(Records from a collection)
*** Begin section ***
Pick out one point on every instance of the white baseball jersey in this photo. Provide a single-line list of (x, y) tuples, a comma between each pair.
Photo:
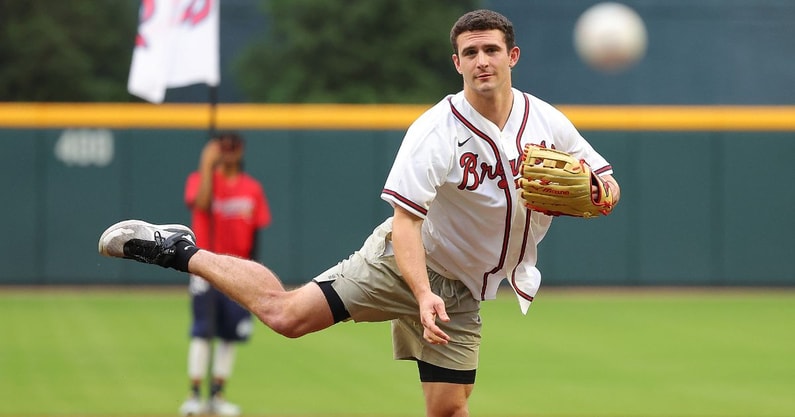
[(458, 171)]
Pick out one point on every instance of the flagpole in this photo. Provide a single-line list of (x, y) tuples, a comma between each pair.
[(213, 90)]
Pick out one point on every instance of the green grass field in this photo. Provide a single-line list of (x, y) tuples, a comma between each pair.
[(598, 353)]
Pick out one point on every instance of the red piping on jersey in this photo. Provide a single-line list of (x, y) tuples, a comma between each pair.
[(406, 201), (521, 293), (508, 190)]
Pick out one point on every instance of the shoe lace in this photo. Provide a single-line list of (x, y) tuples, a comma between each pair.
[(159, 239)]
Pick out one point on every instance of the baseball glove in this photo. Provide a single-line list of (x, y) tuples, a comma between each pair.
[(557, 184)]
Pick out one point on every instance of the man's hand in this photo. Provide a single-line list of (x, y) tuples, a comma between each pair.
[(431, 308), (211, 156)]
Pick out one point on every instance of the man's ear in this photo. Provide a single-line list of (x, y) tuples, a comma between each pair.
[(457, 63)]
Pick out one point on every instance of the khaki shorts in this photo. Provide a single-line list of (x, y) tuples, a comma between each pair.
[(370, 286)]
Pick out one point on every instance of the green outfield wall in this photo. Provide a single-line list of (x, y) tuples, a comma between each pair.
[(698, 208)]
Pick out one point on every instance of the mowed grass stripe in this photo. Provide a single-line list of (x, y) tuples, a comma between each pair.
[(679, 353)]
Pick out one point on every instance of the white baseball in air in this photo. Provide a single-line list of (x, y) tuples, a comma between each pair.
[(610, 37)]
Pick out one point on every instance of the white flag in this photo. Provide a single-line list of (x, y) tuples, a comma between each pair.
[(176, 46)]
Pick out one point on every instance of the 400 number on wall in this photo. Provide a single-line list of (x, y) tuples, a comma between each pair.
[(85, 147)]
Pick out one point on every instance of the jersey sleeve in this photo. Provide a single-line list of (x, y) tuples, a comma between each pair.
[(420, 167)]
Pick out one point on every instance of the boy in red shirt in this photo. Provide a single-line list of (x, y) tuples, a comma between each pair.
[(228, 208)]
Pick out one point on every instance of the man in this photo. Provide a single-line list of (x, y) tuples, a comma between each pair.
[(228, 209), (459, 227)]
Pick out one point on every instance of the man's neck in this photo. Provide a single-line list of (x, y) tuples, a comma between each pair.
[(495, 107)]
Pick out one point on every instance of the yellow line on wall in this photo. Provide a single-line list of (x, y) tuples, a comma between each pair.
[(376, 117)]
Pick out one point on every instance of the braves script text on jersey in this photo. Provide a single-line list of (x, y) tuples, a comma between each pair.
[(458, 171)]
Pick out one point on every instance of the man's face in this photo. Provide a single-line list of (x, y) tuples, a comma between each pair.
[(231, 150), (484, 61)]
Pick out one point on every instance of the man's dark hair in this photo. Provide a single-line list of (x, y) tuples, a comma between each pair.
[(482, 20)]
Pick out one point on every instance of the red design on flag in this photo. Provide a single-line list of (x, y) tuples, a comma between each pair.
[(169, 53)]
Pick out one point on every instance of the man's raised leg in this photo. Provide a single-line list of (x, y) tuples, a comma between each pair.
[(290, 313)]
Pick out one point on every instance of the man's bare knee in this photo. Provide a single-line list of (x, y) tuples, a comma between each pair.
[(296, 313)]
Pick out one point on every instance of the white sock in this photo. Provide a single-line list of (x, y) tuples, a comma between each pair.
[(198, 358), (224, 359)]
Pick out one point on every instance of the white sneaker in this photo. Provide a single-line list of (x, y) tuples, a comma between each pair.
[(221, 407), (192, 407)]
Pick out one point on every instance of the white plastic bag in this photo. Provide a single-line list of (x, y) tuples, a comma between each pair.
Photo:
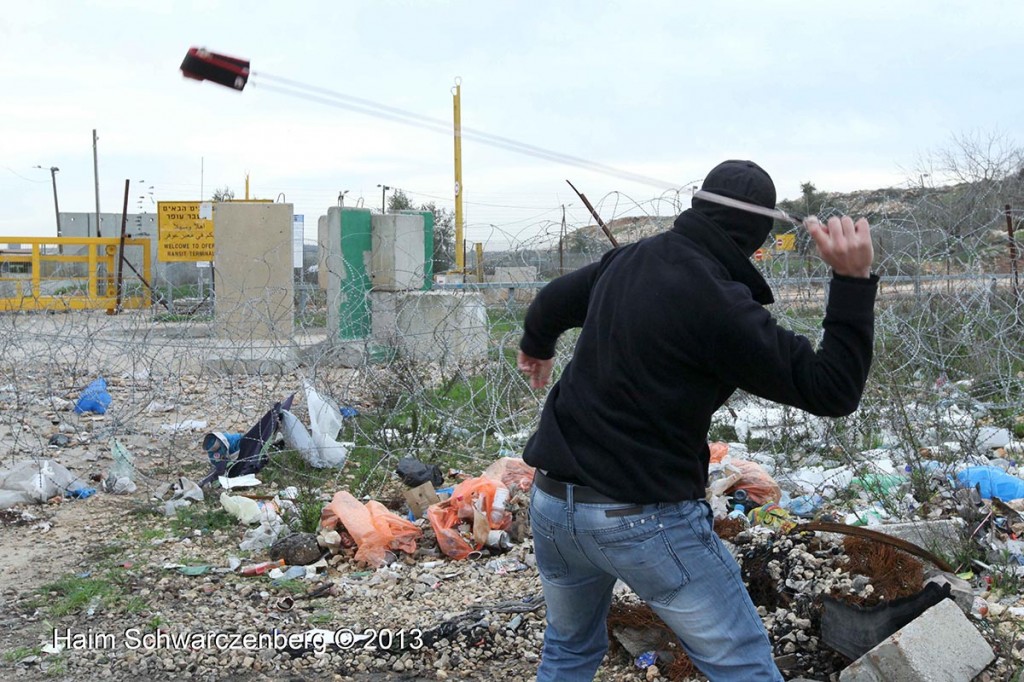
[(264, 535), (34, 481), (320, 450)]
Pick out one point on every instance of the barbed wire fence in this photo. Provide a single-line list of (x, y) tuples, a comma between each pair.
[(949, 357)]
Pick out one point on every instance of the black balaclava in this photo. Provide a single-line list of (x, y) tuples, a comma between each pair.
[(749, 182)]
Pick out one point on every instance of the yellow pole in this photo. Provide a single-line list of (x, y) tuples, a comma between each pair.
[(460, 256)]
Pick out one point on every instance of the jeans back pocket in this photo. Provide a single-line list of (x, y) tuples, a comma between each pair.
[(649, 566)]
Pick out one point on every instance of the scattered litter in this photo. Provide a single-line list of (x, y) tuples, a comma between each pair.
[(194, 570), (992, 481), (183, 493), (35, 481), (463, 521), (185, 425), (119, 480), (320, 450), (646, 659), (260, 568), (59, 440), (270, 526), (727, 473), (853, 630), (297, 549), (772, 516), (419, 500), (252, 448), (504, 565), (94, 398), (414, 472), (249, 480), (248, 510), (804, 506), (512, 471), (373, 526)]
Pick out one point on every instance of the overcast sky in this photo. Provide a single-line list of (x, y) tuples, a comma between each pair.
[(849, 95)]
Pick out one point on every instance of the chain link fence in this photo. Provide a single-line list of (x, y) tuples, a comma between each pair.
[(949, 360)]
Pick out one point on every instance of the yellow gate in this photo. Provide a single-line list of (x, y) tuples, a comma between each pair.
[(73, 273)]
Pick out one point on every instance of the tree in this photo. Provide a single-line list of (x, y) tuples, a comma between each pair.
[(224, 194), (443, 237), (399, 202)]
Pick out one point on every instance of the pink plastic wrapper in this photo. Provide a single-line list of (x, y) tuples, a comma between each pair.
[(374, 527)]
*** End section ***
■ What to produce: Above are the records; give them all again exactly, apart from the pictures.

■ Result for this task:
Pick out one point on every instance of the white baseball jersey in this photo. Provide a single-line list of (x, y) tuples, a comma between each pair.
Photo:
[(458, 171)]
Pick out one point on every instance of the flagpole in this photo. Provide a single-line list of (x, y) tuples, a comma between each pair.
[(213, 90)]
Pick out one point on every instance of the green grass field in this photo. Provide a single-line list of (x, y) tuples, a comma between each pair.
[(598, 353)]
Pick out one point on every instance of the red piping on jersey in this photo. Provide a single-line list of (x, y) tuples, a comma between each pair.
[(406, 201), (521, 293), (508, 190)]
Pick out one point on every instance of the shoe lace in this photo. Provide a single-line list of (x, y) tuples, a comma between each pair.
[(159, 239)]
Pick out one point on every instance of the baseball glove in this photo. Provide a single-line list of (x, y) tuples, a comma between each pair.
[(557, 184)]
Pick out one point on every instance of the man's hand in this photo. Provide a single-line list of (x, y) tuples, a comma between each pair.
[(431, 308), (211, 156)]
Pick out one point on every instance of the man's ear in this photo. Provide a single-line list of (x, y) tuples, a comma between each pair.
[(457, 63)]
Pick out one point on every instance of the khaki shorts in this photo. Provide a single-line list of (x, y) tuples, a comma between each pair.
[(370, 286)]
Pick out one point on every instance of the green outfield wall in this photo. Provide a single-line list of (x, y) tuples, a comma between each pair.
[(698, 208)]
Pick out one point on every instance of the mowed grass stripe in this photo. Provide a single-line list of (x, y) tuples, a comma between each pair.
[(679, 353)]
Pick out one point on every instance of the white baseball in air in this photo. Provide a single-line list of (x, y) tuples, a comma between each pair.
[(610, 37)]
Pick out one point on every instance of the white flag in this photo. Provide a single-line list of (x, y) tuples, a comma between each pair.
[(176, 46)]
Pick out one point on every instance of the 400 number on wall in this photo. Provide a single-line list of (x, y) tuples, a comma between each pair.
[(85, 147)]
Pick out one point on every instance of the jersey sleeve in this photo. Provide a single-line list of (x, y) tuples, a comma between each pair.
[(420, 167)]
Pick out one point on every instance of the boy in red shirt in this photo. Provide a single-line list of (x, y) tuples, a comma between each pair.
[(228, 208)]
Pick out one point on every instance of the man in this photo. Provide a single-line list of (x, y) tuples, a comma between each pair.
[(228, 209), (459, 227)]
Pick out one point on every instance of the man's neck in this photo. Provide a single-line list of (x, y) tuples, a comma between each pair.
[(495, 107)]
Pick out one point on every instance of the yellow line on wall in this photo. Provide a single-line list of (x, y) tuples, a comma between each pair.
[(376, 117)]
Pick out one point on every instance of the braves script text on jersey in this photo. Provide a single-line list of (x, y) tuples, a comma between each pair.
[(458, 171)]
Pick out one point on every instance of the man's face in this photo. Provide a single-line list of (x, y) tuples, a comma between each pair.
[(231, 150), (484, 61)]
Pick out one point on every instance of the man's dark hair in this photo. Provide a single-line list of (x, y) tuples, a comma between each pair.
[(482, 20)]
Pick out one point on every instance of the red design on flag in this photo. Provide a single-line list of (x, y) tuples, a comma between each pair.
[(169, 53)]
Pick out one point on every instance of the man's raised leg in this photo. Provide a single-line list of (x, y) tuples, a comma between each pair.
[(290, 313)]
Pick out one point on every instance of the man's bare knee in this photo. Provide a single-line list of (x, y) tuples, a comma between each pair.
[(296, 313)]
Pick out one point on every instance of the white sock in this photo. Provide a single-line list of (x, y) tuples, a comma between each pair.
[(198, 358), (224, 359)]
Pick out one point on every instance of the white sneaker in this photo. Provide a single-line list of (x, y) tuples, a comma between each pair.
[(221, 407), (192, 407)]
Pick out one point on every instance of the white plastic bag in this photo. Provide a single-line list of (x, y) tuples, a comma between each pair.
Photo:
[(264, 535), (34, 481), (320, 450)]
Pick out one point on every instance of the barbed wire fence in this photo. Provide a single-line list of (x, y) tuples, a comma between each pair.
[(949, 357)]
Pick out one point on every instance of the black balaclava in this photo. Provide a single-line list of (x, y) tuples, a comma between each pair.
[(749, 182)]
Pick out one point on every instance of the yellow pole in this photo. Provide a single-line list of (x, y) tuples, a comma between each pair.
[(460, 256)]
Pick out one point on every instance of the jeans back pocket in this photo. Provide a single-line list of (x, y) tuples, a comma between each pair.
[(649, 566)]
Pick out one point on every instance of the scattered litter in this photo. Provide a single-line list of (x, y) tuples, a comma between each pair.
[(194, 570), (992, 481), (183, 493), (35, 481), (463, 521), (185, 425), (119, 480), (320, 450), (646, 659), (260, 568), (59, 440), (270, 526), (727, 473), (853, 630), (297, 549), (772, 516), (419, 500), (252, 448), (504, 565), (94, 398), (414, 472), (249, 480), (248, 510), (804, 506), (512, 471), (373, 526)]
Pick out one point on every instance of the overcast sky in this photo. Provide a single-line list of (x, y) tuples, a comma between each pair.
[(849, 95)]
Pick out one point on every instance of the chain link fence in this photo. Provide a single-line list of (x, y) tuples, a comma between each pair.
[(949, 360)]
Pick out one point on every instance of the yellow gate in this photo. Provide a single-line list of (x, y) tuples, a comma between each pair.
[(73, 273)]
Pick out one point on every instance of the tree in this photo. Provide a single-line list of (x, y) tuples, a comma between each pair.
[(224, 194), (443, 237), (399, 202)]
Pick out one point on every instance of the pink plastic wrapper in this photo. Provide a single-line list of (x, y) tuples, a comma between each pair.
[(374, 527)]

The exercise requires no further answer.